- _AIM 1_
Pull out every line in the rows below that contains the string "tire".

================

Jimmy Johnson Talks Survivor: Nicaragua

Survivor has never had a “famous” person or celebrity on the show before. Sure, former NFL-player Gary Hogeboom was on, but only hardcore football fans knew who he was. Jimmy Johnson, on the other hand, is a bona fide celebrity. As a two-time Super Bowl-winning coach, national college championship-winning coach, star college football player and analyst for the most popular weekly NFL pregame show, Jimmy is by far the most well-known player to ever play the game. As a result, Survivor is taking every opportunity it has to use his fame to promote the show (something particularly useful for a show in it’s 21st season). On Thursday, I participated in a conference call with Jimmy as he discussed Survivor, football, arterial stents, his hair, and everything in between. While his answers typically cryptic (contestants aren’t allowed to say anything that could give away results of the game), I do think I was able to glean some information that just might influence my Odds to Win.

Jimmy was first asked about the multiple times he applied to play Survivor. As a big fan of the show (really, one of the very few TV shows he actually watches), he applied about six years ago and received no response. Then, three years ago, during the Survivor: Gaboncycle, Jimmy reapplied and made it all the way through to the final casting call. For those 48 or so applicants that reach the final stage, a physical is required. When Jimmy received the results, he was told that he had a 100% blocked artery, and a 70% blocked artery, and would not be allowed to participate. Hearing this serious health news, Jimmy had a stent put in the completely blocked artery and began a diet that ultimately saw him drop his weight and lower his cholesterol from 220 to under 100. He fully admits that Survivor saved his life. With his wife’s (reluctant) blessing, he reapplied for this season and was selected.

================

- _AIM 2_
Answer from the article on Jimmy Johnson and Survivor:
(a) Which season of Survivor is it, according to the article?
(b) Roughly how many applicants reach the final casting stage?
(c) What did Jimmy's cholesterol drop to, starting from 220?

- _Rows from a point labeling set_

================

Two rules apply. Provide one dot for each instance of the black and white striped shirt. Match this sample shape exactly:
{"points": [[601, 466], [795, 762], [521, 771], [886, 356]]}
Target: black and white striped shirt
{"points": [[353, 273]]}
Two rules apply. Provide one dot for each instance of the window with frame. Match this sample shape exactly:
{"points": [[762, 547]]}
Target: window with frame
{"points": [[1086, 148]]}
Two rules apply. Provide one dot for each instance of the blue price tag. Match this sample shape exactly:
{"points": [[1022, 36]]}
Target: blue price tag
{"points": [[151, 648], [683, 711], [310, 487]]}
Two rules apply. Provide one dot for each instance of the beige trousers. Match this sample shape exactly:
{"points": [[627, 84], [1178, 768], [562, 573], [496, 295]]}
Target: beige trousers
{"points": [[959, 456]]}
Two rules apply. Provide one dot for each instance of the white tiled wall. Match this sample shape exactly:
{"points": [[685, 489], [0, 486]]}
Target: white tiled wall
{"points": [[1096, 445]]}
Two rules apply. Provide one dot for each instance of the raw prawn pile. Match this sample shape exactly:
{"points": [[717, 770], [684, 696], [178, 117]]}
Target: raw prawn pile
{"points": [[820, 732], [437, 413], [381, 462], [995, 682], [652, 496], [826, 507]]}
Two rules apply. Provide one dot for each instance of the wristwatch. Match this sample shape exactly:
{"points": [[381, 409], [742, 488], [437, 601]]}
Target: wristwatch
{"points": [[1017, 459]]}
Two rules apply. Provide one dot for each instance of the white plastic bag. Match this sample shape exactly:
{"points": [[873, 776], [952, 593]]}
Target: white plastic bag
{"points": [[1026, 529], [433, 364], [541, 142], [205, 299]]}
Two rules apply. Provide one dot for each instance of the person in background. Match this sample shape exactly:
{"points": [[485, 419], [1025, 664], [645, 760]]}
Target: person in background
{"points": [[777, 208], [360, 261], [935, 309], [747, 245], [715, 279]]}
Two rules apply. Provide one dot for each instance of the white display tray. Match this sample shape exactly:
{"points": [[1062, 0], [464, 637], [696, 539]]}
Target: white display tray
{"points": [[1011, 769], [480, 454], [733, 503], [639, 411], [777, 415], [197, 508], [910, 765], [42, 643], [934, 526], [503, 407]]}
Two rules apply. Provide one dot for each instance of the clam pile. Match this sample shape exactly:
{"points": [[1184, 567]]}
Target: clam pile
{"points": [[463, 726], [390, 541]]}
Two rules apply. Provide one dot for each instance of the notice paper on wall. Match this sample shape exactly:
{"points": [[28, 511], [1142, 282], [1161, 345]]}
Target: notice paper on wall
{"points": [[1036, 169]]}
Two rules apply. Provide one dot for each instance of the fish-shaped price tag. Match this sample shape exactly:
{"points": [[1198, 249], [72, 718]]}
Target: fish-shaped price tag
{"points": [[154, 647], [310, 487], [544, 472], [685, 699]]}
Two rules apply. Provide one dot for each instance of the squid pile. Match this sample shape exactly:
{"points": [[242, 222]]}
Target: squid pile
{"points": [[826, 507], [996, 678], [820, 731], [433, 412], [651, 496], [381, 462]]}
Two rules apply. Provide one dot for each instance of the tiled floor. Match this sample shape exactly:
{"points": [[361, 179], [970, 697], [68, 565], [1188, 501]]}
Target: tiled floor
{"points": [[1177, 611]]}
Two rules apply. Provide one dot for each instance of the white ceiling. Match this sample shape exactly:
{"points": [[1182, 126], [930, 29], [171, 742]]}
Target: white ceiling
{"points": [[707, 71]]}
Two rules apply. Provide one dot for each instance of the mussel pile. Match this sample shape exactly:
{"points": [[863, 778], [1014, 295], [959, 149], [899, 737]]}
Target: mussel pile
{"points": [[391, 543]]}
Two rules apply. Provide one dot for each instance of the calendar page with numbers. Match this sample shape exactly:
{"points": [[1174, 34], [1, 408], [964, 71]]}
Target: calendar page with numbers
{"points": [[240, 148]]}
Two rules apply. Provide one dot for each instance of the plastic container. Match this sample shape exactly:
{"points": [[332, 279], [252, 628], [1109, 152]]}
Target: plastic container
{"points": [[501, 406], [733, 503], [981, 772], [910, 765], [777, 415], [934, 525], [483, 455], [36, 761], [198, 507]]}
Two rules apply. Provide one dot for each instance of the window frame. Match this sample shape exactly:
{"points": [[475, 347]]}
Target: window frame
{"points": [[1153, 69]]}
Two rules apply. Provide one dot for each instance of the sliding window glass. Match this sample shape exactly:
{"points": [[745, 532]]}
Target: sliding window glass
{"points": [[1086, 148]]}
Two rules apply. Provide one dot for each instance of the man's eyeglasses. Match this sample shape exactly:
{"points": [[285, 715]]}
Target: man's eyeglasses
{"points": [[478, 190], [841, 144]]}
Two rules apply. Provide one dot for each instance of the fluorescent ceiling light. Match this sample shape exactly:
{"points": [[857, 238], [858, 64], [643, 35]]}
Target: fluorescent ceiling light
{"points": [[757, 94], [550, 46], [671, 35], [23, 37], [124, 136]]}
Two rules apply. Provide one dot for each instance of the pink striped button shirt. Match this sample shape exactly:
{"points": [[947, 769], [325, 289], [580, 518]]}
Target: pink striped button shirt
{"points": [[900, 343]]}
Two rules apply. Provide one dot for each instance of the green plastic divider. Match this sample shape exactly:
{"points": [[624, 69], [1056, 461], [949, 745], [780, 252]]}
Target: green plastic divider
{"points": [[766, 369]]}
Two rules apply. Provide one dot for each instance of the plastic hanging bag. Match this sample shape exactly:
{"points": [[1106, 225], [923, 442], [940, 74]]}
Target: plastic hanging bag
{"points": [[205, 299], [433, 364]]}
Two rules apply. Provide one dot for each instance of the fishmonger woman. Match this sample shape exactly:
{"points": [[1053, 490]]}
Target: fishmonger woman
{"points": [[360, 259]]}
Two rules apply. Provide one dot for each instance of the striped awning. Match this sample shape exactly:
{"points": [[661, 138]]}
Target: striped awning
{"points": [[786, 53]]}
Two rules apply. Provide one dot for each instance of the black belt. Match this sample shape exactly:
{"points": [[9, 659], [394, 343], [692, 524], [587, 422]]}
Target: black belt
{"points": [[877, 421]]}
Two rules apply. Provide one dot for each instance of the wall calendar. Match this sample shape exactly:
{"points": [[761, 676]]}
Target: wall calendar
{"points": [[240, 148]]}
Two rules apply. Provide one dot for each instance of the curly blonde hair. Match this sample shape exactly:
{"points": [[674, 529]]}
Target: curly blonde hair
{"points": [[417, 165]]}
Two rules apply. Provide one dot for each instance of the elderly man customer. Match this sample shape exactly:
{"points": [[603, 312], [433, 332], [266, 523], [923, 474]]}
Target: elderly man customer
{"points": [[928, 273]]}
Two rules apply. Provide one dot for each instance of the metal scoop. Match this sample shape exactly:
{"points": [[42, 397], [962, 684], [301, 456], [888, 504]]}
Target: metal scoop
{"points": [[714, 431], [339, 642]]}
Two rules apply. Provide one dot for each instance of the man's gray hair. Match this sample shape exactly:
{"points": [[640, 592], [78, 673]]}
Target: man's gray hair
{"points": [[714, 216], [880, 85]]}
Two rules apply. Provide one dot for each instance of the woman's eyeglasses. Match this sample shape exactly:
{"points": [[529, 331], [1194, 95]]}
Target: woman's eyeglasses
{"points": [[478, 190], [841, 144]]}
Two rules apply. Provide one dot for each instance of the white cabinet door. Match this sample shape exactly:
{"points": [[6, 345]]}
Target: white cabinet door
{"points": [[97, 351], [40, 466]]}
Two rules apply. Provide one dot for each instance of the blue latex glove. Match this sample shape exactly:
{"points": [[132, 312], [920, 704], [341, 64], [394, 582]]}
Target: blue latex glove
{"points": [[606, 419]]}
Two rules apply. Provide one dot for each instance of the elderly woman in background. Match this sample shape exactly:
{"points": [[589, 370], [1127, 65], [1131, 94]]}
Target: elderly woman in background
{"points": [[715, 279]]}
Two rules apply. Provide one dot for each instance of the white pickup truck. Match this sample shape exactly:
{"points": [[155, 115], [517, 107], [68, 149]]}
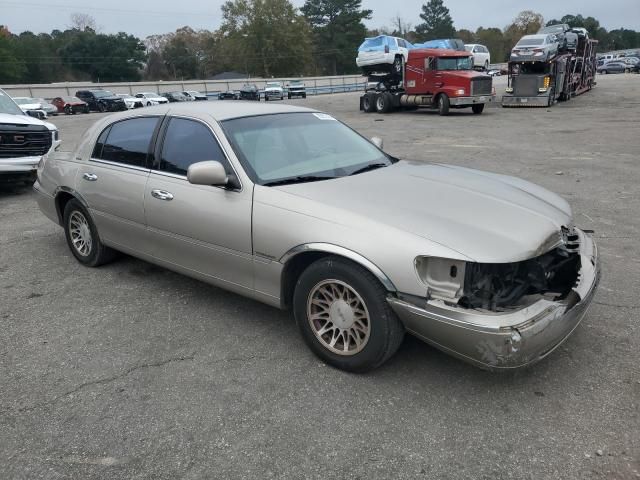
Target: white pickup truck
{"points": [[23, 142]]}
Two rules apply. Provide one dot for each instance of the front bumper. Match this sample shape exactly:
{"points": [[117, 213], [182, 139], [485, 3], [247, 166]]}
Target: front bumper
{"points": [[505, 340], [467, 101], [509, 100]]}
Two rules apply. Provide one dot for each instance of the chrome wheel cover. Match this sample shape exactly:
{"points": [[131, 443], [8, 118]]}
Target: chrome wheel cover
{"points": [[80, 233], [338, 317]]}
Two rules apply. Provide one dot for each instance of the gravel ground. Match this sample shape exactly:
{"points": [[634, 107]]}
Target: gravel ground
{"points": [[133, 372]]}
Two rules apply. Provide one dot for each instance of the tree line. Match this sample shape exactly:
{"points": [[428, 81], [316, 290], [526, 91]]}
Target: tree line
{"points": [[265, 38]]}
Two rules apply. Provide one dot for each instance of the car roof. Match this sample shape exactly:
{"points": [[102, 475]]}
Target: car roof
{"points": [[219, 111]]}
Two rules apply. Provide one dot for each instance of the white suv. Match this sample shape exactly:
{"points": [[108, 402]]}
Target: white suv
{"points": [[481, 55], [383, 54]]}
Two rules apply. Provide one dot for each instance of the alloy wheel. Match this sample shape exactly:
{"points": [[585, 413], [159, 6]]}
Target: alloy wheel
{"points": [[338, 317]]}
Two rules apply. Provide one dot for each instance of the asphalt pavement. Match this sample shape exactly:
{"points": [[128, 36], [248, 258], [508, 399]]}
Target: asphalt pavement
{"points": [[130, 371]]}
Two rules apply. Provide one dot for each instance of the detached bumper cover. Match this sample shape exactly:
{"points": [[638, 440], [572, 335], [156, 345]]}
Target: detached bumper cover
{"points": [[462, 101], [508, 340]]}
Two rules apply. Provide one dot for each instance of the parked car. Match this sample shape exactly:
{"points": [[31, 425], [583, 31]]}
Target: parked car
{"points": [[566, 38], [481, 55], [131, 101], [249, 91], [535, 47], [47, 107], [176, 97], [31, 107], [383, 54], [228, 95], [613, 66], [296, 88], [101, 100], [23, 141], [446, 43], [290, 207], [70, 105], [273, 90], [151, 98], [195, 95]]}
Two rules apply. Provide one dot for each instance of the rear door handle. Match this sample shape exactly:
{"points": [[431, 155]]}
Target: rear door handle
{"points": [[162, 195]]}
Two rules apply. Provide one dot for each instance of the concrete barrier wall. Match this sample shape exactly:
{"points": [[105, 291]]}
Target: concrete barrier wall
{"points": [[315, 86]]}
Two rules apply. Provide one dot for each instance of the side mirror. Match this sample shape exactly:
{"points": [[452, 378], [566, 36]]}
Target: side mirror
{"points": [[211, 173]]}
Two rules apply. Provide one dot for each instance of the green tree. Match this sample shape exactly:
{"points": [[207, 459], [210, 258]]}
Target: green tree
{"points": [[338, 31], [437, 21]]}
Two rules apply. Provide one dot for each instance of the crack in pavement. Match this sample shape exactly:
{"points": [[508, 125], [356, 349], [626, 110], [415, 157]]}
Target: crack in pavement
{"points": [[101, 381]]}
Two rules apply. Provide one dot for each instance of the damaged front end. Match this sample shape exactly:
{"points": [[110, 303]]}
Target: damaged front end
{"points": [[504, 315]]}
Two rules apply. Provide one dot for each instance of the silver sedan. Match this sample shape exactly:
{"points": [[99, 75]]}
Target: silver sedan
{"points": [[291, 207]]}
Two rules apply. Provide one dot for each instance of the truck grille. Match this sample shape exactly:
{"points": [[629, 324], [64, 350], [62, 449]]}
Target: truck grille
{"points": [[481, 86], [24, 141], [525, 85]]}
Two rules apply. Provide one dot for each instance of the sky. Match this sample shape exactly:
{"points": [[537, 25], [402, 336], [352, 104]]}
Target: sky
{"points": [[148, 17]]}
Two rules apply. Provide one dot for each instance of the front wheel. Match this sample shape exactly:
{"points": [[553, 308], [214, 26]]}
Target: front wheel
{"points": [[443, 104], [82, 236], [344, 317]]}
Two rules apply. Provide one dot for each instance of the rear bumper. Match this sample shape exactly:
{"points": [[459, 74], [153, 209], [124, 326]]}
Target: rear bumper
{"points": [[468, 101], [510, 340]]}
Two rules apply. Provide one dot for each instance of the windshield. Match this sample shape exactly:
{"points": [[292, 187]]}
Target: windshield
{"points": [[7, 105], [102, 93], [455, 63], [278, 147], [530, 41]]}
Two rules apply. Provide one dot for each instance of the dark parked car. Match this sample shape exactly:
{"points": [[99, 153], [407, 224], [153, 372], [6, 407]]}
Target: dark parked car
{"points": [[614, 66], [176, 97], [69, 105], [102, 100], [228, 95], [249, 92], [195, 95]]}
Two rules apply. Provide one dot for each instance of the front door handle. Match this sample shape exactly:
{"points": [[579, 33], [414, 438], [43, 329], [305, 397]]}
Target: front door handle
{"points": [[162, 195]]}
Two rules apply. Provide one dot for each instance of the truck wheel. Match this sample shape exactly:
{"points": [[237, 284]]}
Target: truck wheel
{"points": [[443, 104], [368, 103], [383, 102], [344, 317]]}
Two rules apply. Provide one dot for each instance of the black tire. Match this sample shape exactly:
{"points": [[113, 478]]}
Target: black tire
{"points": [[385, 329], [369, 103], [443, 104], [97, 254], [384, 102]]}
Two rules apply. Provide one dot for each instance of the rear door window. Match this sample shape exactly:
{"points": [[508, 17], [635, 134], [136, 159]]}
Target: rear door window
{"points": [[127, 142], [187, 142]]}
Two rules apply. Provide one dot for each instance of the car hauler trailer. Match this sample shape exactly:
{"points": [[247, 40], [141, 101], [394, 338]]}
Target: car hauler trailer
{"points": [[432, 78], [534, 83]]}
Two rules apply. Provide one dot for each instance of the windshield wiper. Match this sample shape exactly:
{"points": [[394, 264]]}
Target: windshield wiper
{"points": [[298, 179], [371, 166]]}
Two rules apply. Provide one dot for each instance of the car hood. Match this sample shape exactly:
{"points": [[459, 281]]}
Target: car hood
{"points": [[24, 120], [485, 217]]}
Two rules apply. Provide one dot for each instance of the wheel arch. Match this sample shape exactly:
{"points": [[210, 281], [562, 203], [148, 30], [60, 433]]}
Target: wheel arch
{"points": [[62, 196], [297, 259]]}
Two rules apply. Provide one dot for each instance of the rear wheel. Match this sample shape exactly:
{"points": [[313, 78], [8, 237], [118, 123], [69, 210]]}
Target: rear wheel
{"points": [[443, 104], [82, 236], [384, 102], [344, 317]]}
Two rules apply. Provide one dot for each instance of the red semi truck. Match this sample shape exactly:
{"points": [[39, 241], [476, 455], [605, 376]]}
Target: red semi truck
{"points": [[431, 78]]}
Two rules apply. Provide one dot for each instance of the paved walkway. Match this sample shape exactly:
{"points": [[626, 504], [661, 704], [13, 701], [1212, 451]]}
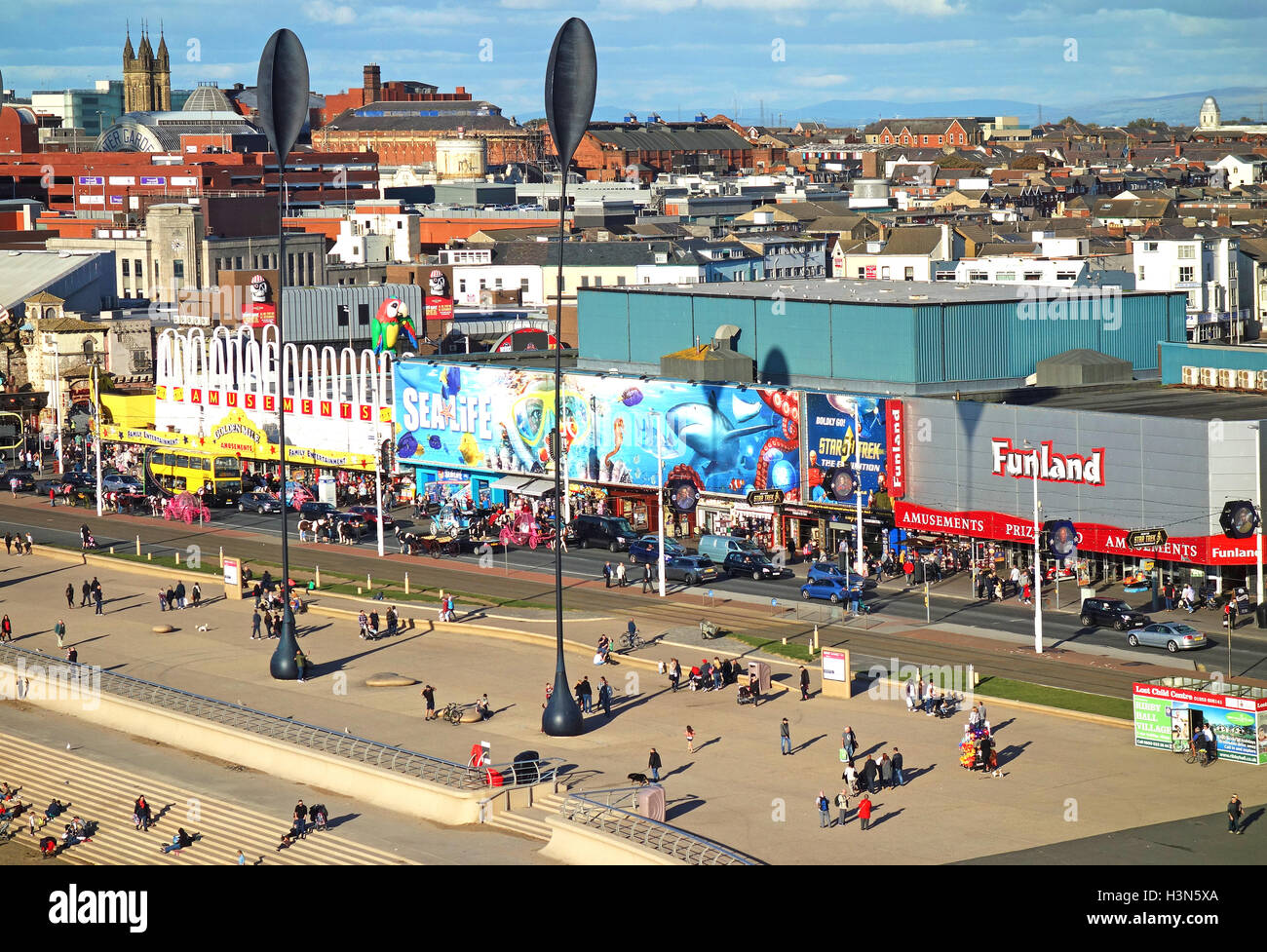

================

- _WRITTEN RESPONSE 1_
Two rules apply. Provide one dot for each instance of the black tire. Match this sample shape exactly:
Target: black tire

- _WRITTEN RESPONSE 2_
(a) The 21st season.
(b) About 48.
(c) Under 100.